須坂市では小布施町や高山村、各自治体の商工会などと連携のうえ、これから創業される方や創業間もない方への支援事業を行っています。こうした取り組みの中で、やまじゅうも、須坂市のみならず広域を対象に、開業や事業拡大を目指す方へのサポートに取り組んでいます。

今回お話を伺ったのは、小布施町にある『カフェ ガトネロ』の店主・塩澤耕平さん。2017年に地域おこし協力隊として小布施町に移住した後、コワーキングスペース『ハウスホクサイ』や、浮世絵師・葛飾北斎専門の美術館『北斎館』などいくつかの事業に携わりながら、複業でカフェ開業の計画を進めてきた人物です。複業を決めたきっかけや開業までの道のり、オープンから今までの様子をお聞きしました。


ヨーロッパ式のカフェに憧れ、週2日のカフェ店主に

――以前は【利用者インタビュー】にもご協力をいただきありがとうございました。店名はイタリア語で「黒猫」という意味があると教えていただきましたが、改めてどのような想いが込められているのでしょうか。

ありがとうございます。私自身猫が好きというのと、新婚旅行でイタリアに行った際、唯一行きそびれたレストランの名前がもとになっています。ベネチア行きの列車で乗り合わせた男性に「美味しいから行ってみるといい」と、教えてもらった店でした。ワクワクしながら訪ねてみると、なんと1ヶ月のロングバケーションをとっていて。そのときはとても残念でしたが、店名を考えはじめたときに、あの自由な感じや、行けそうで行けない憧れのような感覚を思い出し、いいなと思って付けました。

リンゴ畑を抜けてカフェへ。友人の建築士が設計したという特徴的な外観が目を引く

――カフェのコンセプトはありますか?

実は、ガトネロのコンセプトは明文化していないんです。自分の思考や哲学とかなり同一なので、改めて言語にするのが難しくて。まずは自分が満足しているか、次にお客さんを迎え入れる準備ができているか、そのあたりを軸に判断をしています。

塩澤さんが厳選したインテリアや商品が並ぶ店内
猫モチーフの作品も販売されている

カフェの経営は、自分や家族が食べていくための”ライスワーク”ではなく、生き甲斐や暮らし方の延長にある”ライフワーク”として捉えていて。店を継続するために収支を考えるのは大切ですが、利益だけを追求したり、仕事として捉えすぎたりしないよう意識しています。

――「仕事と捉えすぎない」は、まさに複業だからできる働き方ですね。現在の営業スタイルや、ほかのお仕事とのマインドシェアが気になります。

2023年4月のオープン以来、基本は金曜と土曜の週2日営業を続けています。時間は10時から18時。提供しているのはカレーランチと2種類のスイーツ、ほかにコーヒーや紅茶、ジュース、ノンアルコールウイスキーなどのドリンクです。カフェのマインドシェアは、仕事全体の3割くらいを占めるイメージでしょうか。6割が「北斎館」で、ほかの1割で「ハウスホクサイ」やその他の業務をこなしています。収入面でも、良い感じのバランスが取れていると思います。

------------------------

● **練習問題**:
1 > 本文でカフェが提供しているドリンクとして挙げられているものをすべて書き出せ。
2 > 本文の次の一文を英語に訳せ。「2023年4月のオープン以来、基本は金曜と土曜の週2日営業を続けています。」

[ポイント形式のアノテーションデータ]
------------------------

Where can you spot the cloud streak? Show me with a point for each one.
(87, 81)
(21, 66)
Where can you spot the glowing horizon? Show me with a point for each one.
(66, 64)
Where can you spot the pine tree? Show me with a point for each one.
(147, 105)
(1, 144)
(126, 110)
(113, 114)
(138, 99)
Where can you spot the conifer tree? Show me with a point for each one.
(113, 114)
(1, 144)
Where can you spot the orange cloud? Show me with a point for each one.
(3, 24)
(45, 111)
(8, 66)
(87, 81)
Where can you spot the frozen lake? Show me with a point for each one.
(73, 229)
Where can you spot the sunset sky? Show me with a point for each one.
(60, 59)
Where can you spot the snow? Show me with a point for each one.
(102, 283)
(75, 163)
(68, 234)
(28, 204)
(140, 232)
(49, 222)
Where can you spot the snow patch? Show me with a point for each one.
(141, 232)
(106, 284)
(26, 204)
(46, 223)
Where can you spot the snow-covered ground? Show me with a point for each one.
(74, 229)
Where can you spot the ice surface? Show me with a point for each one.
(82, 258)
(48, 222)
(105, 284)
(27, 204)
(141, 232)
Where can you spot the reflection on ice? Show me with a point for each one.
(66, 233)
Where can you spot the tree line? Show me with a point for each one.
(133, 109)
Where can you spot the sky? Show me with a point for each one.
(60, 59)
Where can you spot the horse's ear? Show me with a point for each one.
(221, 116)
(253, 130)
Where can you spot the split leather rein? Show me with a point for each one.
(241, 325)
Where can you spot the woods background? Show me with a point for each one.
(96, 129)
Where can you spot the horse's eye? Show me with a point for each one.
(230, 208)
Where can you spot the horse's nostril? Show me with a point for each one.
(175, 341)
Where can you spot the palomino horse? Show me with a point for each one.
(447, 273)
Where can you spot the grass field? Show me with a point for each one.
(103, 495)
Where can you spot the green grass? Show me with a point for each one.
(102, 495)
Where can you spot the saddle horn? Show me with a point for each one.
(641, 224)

------------------------

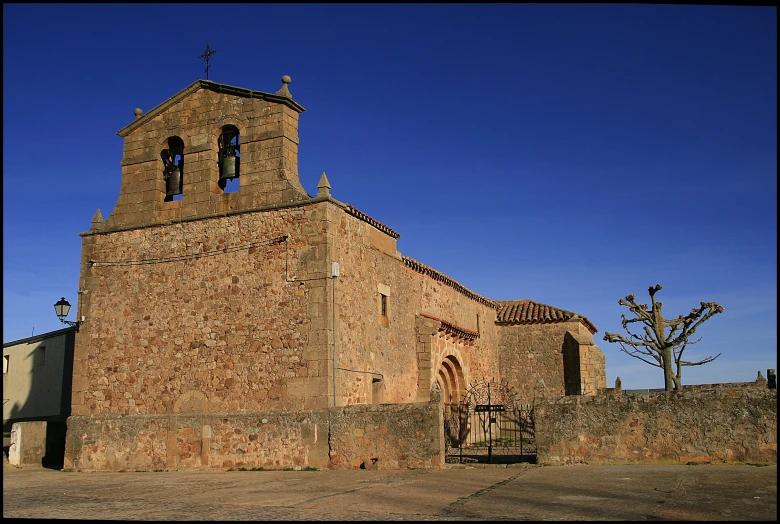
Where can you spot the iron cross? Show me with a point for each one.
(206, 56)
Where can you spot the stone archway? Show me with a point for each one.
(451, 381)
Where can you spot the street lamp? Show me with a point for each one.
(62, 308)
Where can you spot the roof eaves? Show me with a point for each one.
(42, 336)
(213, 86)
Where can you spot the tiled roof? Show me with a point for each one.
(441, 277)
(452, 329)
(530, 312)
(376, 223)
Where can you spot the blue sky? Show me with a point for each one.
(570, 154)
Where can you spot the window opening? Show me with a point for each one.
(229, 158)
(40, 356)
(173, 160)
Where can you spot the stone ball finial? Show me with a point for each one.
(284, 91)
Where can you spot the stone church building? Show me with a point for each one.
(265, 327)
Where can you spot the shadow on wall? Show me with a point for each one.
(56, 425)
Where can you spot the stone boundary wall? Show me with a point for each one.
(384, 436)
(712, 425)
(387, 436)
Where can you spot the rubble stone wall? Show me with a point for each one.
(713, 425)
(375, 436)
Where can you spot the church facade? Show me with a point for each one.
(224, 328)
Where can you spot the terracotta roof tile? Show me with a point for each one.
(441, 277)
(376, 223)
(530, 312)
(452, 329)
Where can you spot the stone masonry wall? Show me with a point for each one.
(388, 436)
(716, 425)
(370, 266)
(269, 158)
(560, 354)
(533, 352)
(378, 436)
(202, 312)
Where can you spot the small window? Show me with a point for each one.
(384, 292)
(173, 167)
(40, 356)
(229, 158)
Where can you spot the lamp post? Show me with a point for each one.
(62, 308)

------------------------

● **各問の解答**:
1 > コーヒー、紅茶、ジュース、ノンアルコールウイスキー

2 > Since opening in April 2023, the café has generally stayed open two days a week, on Fridays and Saturdays.